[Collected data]
● ● ● ●
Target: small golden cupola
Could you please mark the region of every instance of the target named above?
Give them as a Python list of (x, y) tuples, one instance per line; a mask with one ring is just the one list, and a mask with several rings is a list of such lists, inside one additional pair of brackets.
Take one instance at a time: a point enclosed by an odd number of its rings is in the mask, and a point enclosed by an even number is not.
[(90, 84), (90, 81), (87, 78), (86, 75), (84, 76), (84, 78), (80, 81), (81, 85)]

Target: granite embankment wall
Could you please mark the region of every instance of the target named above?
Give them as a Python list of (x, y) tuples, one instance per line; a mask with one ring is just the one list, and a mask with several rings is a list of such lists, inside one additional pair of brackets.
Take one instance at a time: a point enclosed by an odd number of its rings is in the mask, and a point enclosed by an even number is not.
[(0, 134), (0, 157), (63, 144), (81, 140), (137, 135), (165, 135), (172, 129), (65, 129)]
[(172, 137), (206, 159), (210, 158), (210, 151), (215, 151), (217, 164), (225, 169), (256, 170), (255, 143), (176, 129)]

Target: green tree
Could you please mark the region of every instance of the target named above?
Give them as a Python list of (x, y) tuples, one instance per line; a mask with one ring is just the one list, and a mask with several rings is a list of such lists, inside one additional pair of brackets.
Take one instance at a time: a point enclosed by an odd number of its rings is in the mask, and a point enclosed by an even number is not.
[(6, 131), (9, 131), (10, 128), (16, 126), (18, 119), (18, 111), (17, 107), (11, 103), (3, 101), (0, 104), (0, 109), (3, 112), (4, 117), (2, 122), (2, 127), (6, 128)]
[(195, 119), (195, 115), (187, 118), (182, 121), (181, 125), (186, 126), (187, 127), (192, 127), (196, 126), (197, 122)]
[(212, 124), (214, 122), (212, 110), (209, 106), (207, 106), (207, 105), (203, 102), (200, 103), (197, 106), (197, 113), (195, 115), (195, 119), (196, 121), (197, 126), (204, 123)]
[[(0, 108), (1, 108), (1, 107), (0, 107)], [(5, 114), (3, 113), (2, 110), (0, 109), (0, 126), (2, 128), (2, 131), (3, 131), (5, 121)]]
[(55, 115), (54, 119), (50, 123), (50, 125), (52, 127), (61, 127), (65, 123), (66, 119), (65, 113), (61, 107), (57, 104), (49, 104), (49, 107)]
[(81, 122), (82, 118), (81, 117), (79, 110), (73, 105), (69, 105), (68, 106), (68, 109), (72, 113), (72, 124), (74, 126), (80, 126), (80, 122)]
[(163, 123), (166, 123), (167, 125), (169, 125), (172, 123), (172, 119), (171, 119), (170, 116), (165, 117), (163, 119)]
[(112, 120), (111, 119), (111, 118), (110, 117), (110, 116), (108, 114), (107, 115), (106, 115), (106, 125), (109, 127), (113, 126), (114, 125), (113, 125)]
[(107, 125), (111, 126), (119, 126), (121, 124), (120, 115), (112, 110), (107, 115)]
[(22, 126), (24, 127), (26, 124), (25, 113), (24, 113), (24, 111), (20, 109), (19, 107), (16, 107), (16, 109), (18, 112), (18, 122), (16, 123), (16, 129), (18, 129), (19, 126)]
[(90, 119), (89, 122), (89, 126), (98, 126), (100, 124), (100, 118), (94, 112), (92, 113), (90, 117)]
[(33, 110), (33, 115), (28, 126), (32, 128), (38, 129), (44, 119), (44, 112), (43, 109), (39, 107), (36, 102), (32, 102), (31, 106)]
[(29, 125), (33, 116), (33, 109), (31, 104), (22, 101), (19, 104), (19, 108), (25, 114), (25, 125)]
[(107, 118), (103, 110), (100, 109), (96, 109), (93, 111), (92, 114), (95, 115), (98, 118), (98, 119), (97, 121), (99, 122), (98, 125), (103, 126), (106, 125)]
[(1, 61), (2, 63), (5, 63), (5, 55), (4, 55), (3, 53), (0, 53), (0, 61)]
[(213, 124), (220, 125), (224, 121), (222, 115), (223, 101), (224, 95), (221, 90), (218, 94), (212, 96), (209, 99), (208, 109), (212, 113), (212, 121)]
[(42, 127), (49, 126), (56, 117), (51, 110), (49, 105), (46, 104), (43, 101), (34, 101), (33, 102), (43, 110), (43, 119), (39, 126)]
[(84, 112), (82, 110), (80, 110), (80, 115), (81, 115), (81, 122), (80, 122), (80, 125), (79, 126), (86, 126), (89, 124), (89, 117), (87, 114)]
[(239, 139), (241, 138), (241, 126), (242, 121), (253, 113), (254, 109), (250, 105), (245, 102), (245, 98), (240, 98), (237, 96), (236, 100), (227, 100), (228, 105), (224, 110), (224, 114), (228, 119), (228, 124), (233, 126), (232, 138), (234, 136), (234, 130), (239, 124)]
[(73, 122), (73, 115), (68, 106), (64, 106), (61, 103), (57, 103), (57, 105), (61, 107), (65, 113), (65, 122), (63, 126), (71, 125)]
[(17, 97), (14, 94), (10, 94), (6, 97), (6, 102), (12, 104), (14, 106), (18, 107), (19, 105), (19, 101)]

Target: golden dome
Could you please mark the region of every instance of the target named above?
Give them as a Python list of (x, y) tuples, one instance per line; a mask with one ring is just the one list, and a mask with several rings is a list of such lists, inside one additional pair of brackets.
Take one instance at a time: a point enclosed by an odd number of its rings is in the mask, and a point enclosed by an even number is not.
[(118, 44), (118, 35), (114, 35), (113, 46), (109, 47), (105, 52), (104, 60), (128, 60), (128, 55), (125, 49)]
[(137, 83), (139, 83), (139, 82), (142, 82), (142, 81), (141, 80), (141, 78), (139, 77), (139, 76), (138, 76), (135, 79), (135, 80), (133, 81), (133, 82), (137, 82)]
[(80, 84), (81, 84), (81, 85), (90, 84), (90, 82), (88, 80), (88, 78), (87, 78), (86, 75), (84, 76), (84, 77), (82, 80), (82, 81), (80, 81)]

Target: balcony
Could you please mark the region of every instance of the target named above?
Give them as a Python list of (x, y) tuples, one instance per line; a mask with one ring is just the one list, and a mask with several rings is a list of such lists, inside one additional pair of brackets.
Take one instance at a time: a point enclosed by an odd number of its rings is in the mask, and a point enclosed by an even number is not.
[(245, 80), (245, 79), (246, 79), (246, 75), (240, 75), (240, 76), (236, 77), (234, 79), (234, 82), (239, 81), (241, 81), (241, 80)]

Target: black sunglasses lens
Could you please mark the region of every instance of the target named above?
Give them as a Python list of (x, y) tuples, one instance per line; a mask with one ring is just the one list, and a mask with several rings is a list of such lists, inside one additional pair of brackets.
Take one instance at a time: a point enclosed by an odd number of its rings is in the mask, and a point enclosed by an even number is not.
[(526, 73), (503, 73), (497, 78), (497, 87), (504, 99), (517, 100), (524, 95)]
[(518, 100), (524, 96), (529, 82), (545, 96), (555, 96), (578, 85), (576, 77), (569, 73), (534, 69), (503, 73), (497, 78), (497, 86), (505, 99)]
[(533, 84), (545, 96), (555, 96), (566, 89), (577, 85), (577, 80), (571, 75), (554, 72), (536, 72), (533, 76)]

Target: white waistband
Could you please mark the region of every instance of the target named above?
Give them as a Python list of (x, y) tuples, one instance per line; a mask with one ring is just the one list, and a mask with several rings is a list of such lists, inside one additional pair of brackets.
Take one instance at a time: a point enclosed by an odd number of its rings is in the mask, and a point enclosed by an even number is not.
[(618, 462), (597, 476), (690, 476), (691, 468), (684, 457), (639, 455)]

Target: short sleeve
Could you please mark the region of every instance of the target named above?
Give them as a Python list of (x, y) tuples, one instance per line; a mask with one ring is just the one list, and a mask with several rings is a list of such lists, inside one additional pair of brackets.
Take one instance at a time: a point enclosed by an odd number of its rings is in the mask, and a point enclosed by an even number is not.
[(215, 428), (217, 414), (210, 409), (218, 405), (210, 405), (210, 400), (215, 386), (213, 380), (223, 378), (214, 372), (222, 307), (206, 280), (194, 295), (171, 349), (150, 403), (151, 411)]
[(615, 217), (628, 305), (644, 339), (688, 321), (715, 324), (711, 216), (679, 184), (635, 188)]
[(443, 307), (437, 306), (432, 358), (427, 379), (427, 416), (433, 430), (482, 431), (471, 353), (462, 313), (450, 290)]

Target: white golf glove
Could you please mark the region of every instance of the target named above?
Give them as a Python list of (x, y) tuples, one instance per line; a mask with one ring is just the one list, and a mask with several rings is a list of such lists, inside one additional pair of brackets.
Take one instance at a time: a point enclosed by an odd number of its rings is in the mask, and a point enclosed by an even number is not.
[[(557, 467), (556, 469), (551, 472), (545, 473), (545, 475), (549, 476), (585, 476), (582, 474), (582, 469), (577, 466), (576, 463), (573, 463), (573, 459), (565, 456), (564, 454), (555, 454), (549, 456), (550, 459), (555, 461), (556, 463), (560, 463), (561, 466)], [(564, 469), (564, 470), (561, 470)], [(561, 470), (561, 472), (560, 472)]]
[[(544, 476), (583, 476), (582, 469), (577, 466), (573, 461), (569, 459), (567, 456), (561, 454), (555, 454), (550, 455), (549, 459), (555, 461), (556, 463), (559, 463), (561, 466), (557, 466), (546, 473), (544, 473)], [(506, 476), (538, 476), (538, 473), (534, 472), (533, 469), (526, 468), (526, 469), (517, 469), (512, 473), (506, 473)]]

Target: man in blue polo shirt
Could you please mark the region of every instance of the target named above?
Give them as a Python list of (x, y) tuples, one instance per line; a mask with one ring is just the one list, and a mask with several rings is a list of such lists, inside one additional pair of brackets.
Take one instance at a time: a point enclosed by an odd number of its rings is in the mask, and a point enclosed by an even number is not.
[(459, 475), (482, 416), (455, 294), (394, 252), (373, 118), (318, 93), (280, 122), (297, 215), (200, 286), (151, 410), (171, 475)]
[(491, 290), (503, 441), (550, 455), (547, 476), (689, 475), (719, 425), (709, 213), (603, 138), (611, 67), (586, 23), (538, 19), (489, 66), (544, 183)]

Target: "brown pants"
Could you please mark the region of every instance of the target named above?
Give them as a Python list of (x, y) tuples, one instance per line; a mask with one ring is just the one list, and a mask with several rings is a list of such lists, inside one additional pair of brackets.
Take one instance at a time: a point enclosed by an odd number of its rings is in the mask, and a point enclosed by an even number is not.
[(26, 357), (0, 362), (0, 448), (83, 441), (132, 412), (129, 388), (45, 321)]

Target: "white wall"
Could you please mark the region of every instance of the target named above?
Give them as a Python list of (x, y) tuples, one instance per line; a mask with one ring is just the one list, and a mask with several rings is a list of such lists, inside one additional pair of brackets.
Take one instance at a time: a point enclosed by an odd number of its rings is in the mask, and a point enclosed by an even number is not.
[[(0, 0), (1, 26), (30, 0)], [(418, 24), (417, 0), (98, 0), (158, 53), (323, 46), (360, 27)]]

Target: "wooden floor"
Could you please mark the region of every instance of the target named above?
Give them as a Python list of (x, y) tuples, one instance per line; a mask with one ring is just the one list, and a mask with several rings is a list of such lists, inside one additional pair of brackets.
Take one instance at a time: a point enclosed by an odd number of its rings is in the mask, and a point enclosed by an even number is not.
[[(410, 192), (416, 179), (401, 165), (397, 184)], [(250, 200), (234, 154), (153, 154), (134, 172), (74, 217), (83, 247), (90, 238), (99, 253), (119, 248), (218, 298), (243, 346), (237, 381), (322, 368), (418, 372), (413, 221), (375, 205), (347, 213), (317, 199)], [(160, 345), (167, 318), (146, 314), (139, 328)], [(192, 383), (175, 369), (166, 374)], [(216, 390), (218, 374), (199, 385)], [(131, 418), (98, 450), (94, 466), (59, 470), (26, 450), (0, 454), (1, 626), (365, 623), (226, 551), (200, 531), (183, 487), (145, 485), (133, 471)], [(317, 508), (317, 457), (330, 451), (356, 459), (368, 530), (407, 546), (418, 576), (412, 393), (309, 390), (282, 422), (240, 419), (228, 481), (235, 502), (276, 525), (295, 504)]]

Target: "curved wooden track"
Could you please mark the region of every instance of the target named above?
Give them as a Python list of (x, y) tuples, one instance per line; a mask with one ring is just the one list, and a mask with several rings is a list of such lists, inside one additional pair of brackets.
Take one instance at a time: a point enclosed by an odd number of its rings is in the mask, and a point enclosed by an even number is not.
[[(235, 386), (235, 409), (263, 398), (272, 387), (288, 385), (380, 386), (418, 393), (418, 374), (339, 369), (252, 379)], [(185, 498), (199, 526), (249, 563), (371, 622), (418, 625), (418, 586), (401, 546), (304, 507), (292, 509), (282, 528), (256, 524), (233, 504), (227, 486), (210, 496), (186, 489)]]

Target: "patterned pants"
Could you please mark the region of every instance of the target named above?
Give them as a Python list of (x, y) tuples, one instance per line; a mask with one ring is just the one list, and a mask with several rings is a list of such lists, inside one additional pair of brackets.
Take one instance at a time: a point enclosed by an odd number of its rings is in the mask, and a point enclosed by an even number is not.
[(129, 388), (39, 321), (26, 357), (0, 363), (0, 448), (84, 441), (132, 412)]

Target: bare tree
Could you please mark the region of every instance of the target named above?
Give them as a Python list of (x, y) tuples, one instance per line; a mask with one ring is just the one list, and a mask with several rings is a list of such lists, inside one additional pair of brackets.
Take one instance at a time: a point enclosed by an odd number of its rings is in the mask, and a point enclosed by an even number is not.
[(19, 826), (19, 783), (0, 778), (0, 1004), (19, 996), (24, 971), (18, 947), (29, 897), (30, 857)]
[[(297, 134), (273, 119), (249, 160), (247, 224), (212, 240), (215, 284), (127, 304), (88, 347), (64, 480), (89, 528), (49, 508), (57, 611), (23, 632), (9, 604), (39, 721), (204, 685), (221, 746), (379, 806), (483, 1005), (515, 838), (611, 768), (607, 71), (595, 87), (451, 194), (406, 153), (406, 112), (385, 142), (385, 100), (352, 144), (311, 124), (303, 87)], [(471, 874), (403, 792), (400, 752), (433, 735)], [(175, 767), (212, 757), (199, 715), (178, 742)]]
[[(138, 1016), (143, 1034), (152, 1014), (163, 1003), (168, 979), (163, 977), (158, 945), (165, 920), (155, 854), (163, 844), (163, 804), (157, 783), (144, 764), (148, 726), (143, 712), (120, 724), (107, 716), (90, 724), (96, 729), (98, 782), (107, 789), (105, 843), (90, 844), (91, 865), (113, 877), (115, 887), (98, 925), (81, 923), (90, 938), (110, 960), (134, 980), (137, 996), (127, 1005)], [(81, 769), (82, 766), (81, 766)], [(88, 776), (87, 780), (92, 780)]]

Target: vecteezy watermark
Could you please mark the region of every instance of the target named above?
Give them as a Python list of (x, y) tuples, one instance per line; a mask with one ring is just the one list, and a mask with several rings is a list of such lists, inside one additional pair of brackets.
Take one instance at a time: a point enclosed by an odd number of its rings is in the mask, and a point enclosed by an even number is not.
● ● ● ●
## What is expected
Please reproduce only the data between the lines holding "Target: granite embankment wall" and "143), (176, 129)]", inclusive, substituting "concrete" for "granite" and leaving everything else unchanged.

## Written answer
Target: concrete embankment wall
Could you please mark the region of every instance of the target named above?
Give them as a Python list of (x, y) tuples, one instance per line; a mask with one ring is just the one list, and a mask with several rings is a list of such lists, inside one additional pair of brackets.
Take one instance at a time: a point enclosed by an odd number of its rings is in the mask, and a point enclosed by an even number is not.
[(0, 134), (0, 157), (63, 144), (81, 140), (137, 135), (165, 135), (172, 129), (65, 129)]
[(172, 137), (206, 159), (210, 158), (210, 151), (215, 151), (217, 164), (225, 169), (256, 170), (255, 143), (176, 129)]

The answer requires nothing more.